EXERCISE DESCRIPTION — Without the pictures, output the records below word for word.

Collected data —
----------

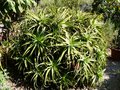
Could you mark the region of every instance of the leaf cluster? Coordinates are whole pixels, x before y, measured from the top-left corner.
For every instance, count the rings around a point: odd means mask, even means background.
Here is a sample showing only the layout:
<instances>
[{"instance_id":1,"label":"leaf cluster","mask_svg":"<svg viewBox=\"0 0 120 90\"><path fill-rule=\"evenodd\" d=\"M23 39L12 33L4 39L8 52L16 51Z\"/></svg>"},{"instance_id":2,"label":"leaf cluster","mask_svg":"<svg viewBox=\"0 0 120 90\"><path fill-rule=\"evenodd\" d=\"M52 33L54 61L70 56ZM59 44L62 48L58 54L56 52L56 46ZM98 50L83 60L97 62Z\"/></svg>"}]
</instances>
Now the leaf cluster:
<instances>
[{"instance_id":1,"label":"leaf cluster","mask_svg":"<svg viewBox=\"0 0 120 90\"><path fill-rule=\"evenodd\" d=\"M9 53L35 88L95 86L105 67L103 30L101 16L67 7L36 7L27 11L19 36L10 39Z\"/></svg>"}]
</instances>

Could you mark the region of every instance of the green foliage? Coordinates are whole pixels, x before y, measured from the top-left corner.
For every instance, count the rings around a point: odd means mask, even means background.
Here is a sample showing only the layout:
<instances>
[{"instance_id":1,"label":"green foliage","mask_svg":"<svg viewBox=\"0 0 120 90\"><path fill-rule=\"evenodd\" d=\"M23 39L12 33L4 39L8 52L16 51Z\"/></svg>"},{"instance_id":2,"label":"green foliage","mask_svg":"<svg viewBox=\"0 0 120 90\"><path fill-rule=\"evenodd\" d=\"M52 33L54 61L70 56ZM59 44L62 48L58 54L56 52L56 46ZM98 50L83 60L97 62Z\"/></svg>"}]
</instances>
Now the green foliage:
<instances>
[{"instance_id":1,"label":"green foliage","mask_svg":"<svg viewBox=\"0 0 120 90\"><path fill-rule=\"evenodd\" d=\"M10 90L10 87L6 85L8 76L5 70L0 70L0 90Z\"/></svg>"},{"instance_id":2,"label":"green foliage","mask_svg":"<svg viewBox=\"0 0 120 90\"><path fill-rule=\"evenodd\" d=\"M34 0L1 0L0 20L5 28L10 29L13 21L19 20L28 8L35 5Z\"/></svg>"},{"instance_id":3,"label":"green foliage","mask_svg":"<svg viewBox=\"0 0 120 90\"><path fill-rule=\"evenodd\" d=\"M90 4L93 0L41 0L40 5L48 6L55 5L57 7L67 7L71 9L80 9L81 5Z\"/></svg>"},{"instance_id":4,"label":"green foliage","mask_svg":"<svg viewBox=\"0 0 120 90\"><path fill-rule=\"evenodd\" d=\"M96 86L106 60L102 16L66 7L37 7L10 38L9 54L34 87L66 89Z\"/></svg>"},{"instance_id":5,"label":"green foliage","mask_svg":"<svg viewBox=\"0 0 120 90\"><path fill-rule=\"evenodd\" d=\"M1 14L23 13L27 8L36 5L34 0L2 0L0 2Z\"/></svg>"},{"instance_id":6,"label":"green foliage","mask_svg":"<svg viewBox=\"0 0 120 90\"><path fill-rule=\"evenodd\" d=\"M120 1L119 0L94 0L93 11L104 13L105 19L111 19L116 27L120 27Z\"/></svg>"},{"instance_id":7,"label":"green foliage","mask_svg":"<svg viewBox=\"0 0 120 90\"><path fill-rule=\"evenodd\" d=\"M111 28L108 29L107 33L115 33L110 36L112 39L112 47L120 47L120 1L119 0L94 0L93 2L93 11L97 13L102 13L104 15L104 21L111 21ZM110 23L109 23L110 24ZM114 24L114 27L113 27ZM111 42L110 42L111 43Z\"/></svg>"}]
</instances>

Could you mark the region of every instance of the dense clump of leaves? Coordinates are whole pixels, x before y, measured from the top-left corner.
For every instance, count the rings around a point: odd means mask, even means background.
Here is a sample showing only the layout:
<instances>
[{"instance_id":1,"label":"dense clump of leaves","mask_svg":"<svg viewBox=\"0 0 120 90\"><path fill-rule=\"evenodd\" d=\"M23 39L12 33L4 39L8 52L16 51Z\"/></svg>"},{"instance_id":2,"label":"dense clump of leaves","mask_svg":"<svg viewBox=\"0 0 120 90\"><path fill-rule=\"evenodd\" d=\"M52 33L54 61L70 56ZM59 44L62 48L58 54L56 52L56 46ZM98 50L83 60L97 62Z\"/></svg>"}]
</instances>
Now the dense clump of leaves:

----------

RESPONSE TO THIS TASK —
Could you mark the region of every instance of the leaf cluster? Coordinates are whole pixels, x before y, measured from the top-left corner.
For every instance, count the rings around a point: odd means mask, even means background.
Here is a sample showing only the layout:
<instances>
[{"instance_id":1,"label":"leaf cluster","mask_svg":"<svg viewBox=\"0 0 120 90\"><path fill-rule=\"evenodd\" d=\"M23 39L12 33L4 39L8 52L16 51Z\"/></svg>"},{"instance_id":2,"label":"leaf cluster","mask_svg":"<svg viewBox=\"0 0 120 90\"><path fill-rule=\"evenodd\" d=\"M52 33L54 61L70 56ZM59 44L62 48L58 54L56 52L56 46ZM98 50L83 60L97 62Z\"/></svg>"}]
</instances>
Now the leaf cluster:
<instances>
[{"instance_id":1,"label":"leaf cluster","mask_svg":"<svg viewBox=\"0 0 120 90\"><path fill-rule=\"evenodd\" d=\"M9 53L35 88L95 86L105 67L103 30L101 16L67 7L36 7L27 11L19 36L10 39Z\"/></svg>"}]
</instances>

Could you mark the region of every instance of the green foliage? Coordinates are whole pixels, x before y, measured from the top-left corner.
For every instance, count the rings around a point: odd means mask, even means background.
Here is a sample showing only the layout:
<instances>
[{"instance_id":1,"label":"green foliage","mask_svg":"<svg viewBox=\"0 0 120 90\"><path fill-rule=\"evenodd\" d=\"M23 39L12 33L4 39L8 52L16 51Z\"/></svg>"},{"instance_id":2,"label":"green foliage","mask_svg":"<svg viewBox=\"0 0 120 90\"><path fill-rule=\"evenodd\" d=\"M52 33L54 61L70 56ZM59 44L62 48L58 54L56 52L56 46ZM98 50L83 60L97 62Z\"/></svg>"}]
</instances>
Now the green foliage:
<instances>
[{"instance_id":1,"label":"green foliage","mask_svg":"<svg viewBox=\"0 0 120 90\"><path fill-rule=\"evenodd\" d=\"M10 90L10 87L6 85L8 76L5 70L0 70L0 90Z\"/></svg>"},{"instance_id":2,"label":"green foliage","mask_svg":"<svg viewBox=\"0 0 120 90\"><path fill-rule=\"evenodd\" d=\"M34 0L1 0L0 20L5 28L10 29L13 21L19 20L28 8L35 5Z\"/></svg>"},{"instance_id":3,"label":"green foliage","mask_svg":"<svg viewBox=\"0 0 120 90\"><path fill-rule=\"evenodd\" d=\"M90 4L93 0L41 0L40 5L48 6L55 5L57 7L67 7L71 9L80 9L81 5Z\"/></svg>"},{"instance_id":4,"label":"green foliage","mask_svg":"<svg viewBox=\"0 0 120 90\"><path fill-rule=\"evenodd\" d=\"M96 86L106 60L102 16L66 7L37 7L10 38L9 54L34 87L66 89Z\"/></svg>"},{"instance_id":5,"label":"green foliage","mask_svg":"<svg viewBox=\"0 0 120 90\"><path fill-rule=\"evenodd\" d=\"M1 14L23 13L27 8L36 5L34 0L2 0L0 2Z\"/></svg>"},{"instance_id":6,"label":"green foliage","mask_svg":"<svg viewBox=\"0 0 120 90\"><path fill-rule=\"evenodd\" d=\"M120 1L119 0L94 0L93 11L104 13L105 19L111 19L116 27L120 27Z\"/></svg>"},{"instance_id":7,"label":"green foliage","mask_svg":"<svg viewBox=\"0 0 120 90\"><path fill-rule=\"evenodd\" d=\"M111 28L108 29L107 33L115 33L110 36L112 39L112 47L120 47L120 1L119 0L94 0L93 2L93 11L97 13L102 13L104 15L104 21L111 21ZM110 23L109 23L110 24ZM114 24L114 27L113 27ZM111 42L110 42L111 43Z\"/></svg>"}]
</instances>

Could you mark the region of every instance of the dense clump of leaves? Coordinates are whole pixels, x before y, measured from the top-left corner.
For every instance, count the rings around a point: odd means mask, even means background.
Here is a sample showing only the layout:
<instances>
[{"instance_id":1,"label":"dense clump of leaves","mask_svg":"<svg viewBox=\"0 0 120 90\"><path fill-rule=\"evenodd\" d=\"M23 39L12 33L4 39L8 52L16 51Z\"/></svg>"},{"instance_id":2,"label":"dense clump of leaves","mask_svg":"<svg viewBox=\"0 0 120 90\"><path fill-rule=\"evenodd\" d=\"M52 33L54 61L70 56ZM59 44L62 48L58 54L56 52L56 46ZM98 50L83 60L97 62Z\"/></svg>"}]
</instances>
Now the dense clump of leaves:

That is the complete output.